Aim of the task =
Please output the lines shown below exactly as they appear.
━━━
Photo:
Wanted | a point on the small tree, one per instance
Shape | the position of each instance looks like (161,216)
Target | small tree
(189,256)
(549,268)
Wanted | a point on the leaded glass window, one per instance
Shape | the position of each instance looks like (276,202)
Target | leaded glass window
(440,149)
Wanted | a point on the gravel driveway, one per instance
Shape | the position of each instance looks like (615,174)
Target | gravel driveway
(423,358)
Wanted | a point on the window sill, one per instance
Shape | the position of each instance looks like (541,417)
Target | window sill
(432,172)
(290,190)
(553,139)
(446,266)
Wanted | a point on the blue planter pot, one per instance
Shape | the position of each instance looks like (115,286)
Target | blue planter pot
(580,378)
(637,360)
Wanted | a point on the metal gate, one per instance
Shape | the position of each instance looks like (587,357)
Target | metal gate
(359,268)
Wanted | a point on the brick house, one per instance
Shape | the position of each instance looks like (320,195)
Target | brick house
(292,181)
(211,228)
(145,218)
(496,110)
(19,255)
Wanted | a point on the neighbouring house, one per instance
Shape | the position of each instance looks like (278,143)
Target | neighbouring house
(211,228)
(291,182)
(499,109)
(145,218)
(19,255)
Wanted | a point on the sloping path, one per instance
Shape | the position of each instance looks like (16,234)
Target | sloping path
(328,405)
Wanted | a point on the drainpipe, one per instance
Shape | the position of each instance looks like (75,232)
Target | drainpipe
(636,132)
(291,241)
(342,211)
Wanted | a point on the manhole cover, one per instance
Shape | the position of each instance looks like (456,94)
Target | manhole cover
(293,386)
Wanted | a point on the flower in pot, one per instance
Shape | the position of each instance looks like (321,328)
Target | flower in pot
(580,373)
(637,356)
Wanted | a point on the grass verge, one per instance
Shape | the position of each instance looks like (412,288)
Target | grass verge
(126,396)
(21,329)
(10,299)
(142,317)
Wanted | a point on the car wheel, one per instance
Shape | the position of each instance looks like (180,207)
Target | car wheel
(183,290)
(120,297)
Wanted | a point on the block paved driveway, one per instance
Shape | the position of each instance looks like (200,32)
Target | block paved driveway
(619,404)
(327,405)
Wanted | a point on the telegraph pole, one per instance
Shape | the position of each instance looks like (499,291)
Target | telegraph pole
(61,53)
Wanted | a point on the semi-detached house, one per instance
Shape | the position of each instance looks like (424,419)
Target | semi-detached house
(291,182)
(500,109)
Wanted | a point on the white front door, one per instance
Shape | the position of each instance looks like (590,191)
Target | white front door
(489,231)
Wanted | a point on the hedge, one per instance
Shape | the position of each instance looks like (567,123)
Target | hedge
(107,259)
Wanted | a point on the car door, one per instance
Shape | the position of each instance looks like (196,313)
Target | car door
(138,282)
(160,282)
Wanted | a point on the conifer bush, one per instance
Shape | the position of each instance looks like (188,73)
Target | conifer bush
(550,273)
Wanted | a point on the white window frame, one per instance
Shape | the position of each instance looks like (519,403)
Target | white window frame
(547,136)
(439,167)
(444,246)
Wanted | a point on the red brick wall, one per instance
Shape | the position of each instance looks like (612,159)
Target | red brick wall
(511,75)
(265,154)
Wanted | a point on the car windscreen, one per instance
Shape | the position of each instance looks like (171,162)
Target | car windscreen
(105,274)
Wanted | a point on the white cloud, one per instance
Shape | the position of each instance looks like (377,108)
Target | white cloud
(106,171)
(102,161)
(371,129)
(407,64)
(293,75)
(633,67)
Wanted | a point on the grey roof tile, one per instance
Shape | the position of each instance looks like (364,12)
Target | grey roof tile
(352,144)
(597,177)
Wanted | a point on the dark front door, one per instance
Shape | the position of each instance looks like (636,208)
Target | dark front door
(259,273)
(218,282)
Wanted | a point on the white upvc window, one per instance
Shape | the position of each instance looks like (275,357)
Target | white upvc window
━━━
Expected output =
Photo:
Wanted | a point on the small tree, one per instance
Shape | the position of each instance looks like (161,216)
Target | small tree
(189,256)
(549,268)
Wanted | a point on the leaded glass window, one per instance
Shape | the position of each instance looks like (276,202)
Target | leaded glass window
(440,149)
Wanted | a point on the gravel driveway, one per instance
Shape | the position of each instance looks like (615,174)
Target | gravel driveway
(423,358)
Wanted | a point on the window sill, one per instance
Shape | the position of each instance looks like (541,417)
Target | window sill
(432,172)
(290,190)
(553,139)
(446,266)
Wanted | a point on the blue planter pot, one per instance
Shape | the position of each instance looks like (115,286)
Target | blue planter pot
(580,378)
(637,360)
Wanted | a point on the metal gate, one per instance
Shape | the position of each instance looks like (587,357)
Target | metal gate
(359,268)
Wanted | a point on the brick house, one per instance
Shape | the position of each instance looks like (320,195)
Target | brick house
(292,181)
(211,228)
(145,218)
(496,110)
(19,255)
Wanted | a point on the neighbouring house, one per instance
Shape | the position of each instance looks like (278,143)
Target | neighbouring house
(211,228)
(291,182)
(499,109)
(145,218)
(19,255)
Wanted | a point on the sloping path, one per instance
Shape | the position of each instance looks like (16,234)
Target | sloping path
(328,405)
Wanted | a point on the drainpipe, one per instance
Shape | the position of each instance looks like (75,232)
Target | drainpipe
(636,132)
(291,241)
(342,211)
Wanted | a point on the manhole cover, one per instance
Shape | the position of each instance looks like (456,94)
Target | manhole cover
(293,386)
Wanted | a point on the flower in pot, one per instance
Shape | the position of each instance looks like (321,328)
Target | flower in pot
(580,373)
(637,356)
Wanted | a point on the grass verge, one per instance
Shape | the position of each instance looks like (412,288)
Target | grass verge
(126,396)
(21,329)
(10,299)
(142,317)
Wanted | a point on the car wheel, one per instance
Shape | the position of each instance looks like (180,207)
Target | car wheel
(183,290)
(120,297)
Wanted | a point on the block paved driveway, one per instance
Shape | the position of each instance looks like (200,32)
Target | block paved driveway
(619,404)
(327,405)
Wanted | a point on the telegraph pole, one per instance
Shape | the position of each instance looks like (499,291)
Target | telegraph pole
(61,53)
Wanted | a point on the semi-detached house, one per instance
Shape | the position of each instance looks like (424,419)
Target | semi-detached house
(291,182)
(500,109)
Wanted | a point on the white front door, one per instance
Shape | the position of each instance looks like (590,191)
Target | white front door
(489,231)
Wanted | a point on the hedge, one per instance
Shape | the position of each instance looks like (567,123)
Target | hedge
(107,259)
Wanted | a point on the car door, one per instance
Shape | the position of each instance looks like (196,313)
Target | car door
(138,282)
(160,282)
Wanted | a point on the conifer bush, one per instance
Shape | the position of each instance looks like (188,73)
Target | conifer bush
(550,273)
Wanted | a point on the white window frame, one per instance
Shape | the position of each instance looks like (519,403)
Target | white window frame
(547,136)
(439,167)
(444,246)
Wanted | a point on the red brick wall, one per instance
Shape | the position of each instance looks like (612,159)
Target | red brick wall
(511,75)
(265,154)
Wanted | a point on the car windscreen, one per instance
Shape | the position of each instance looks like (171,162)
Target | car windscreen
(105,274)
Wanted | a point on the white cloud, one per instance
Shape | the position of each instance looks like (377,108)
Target | white cloud
(106,171)
(102,161)
(371,129)
(407,64)
(293,75)
(633,67)
Wanted | a point on the grey roof tile, one per instance
Shape | the position of each instance looks like (364,12)
Target | grey roof tile
(352,144)
(597,177)
Wanted | a point on the dark front door, one per instance
Shape | the position of each instance looks like (636,208)
Target | dark front door
(259,273)
(218,282)
Wanted | a point on the white upvc window, one per instance
Shape | the position of each instance looks like (275,357)
Target | white upvc window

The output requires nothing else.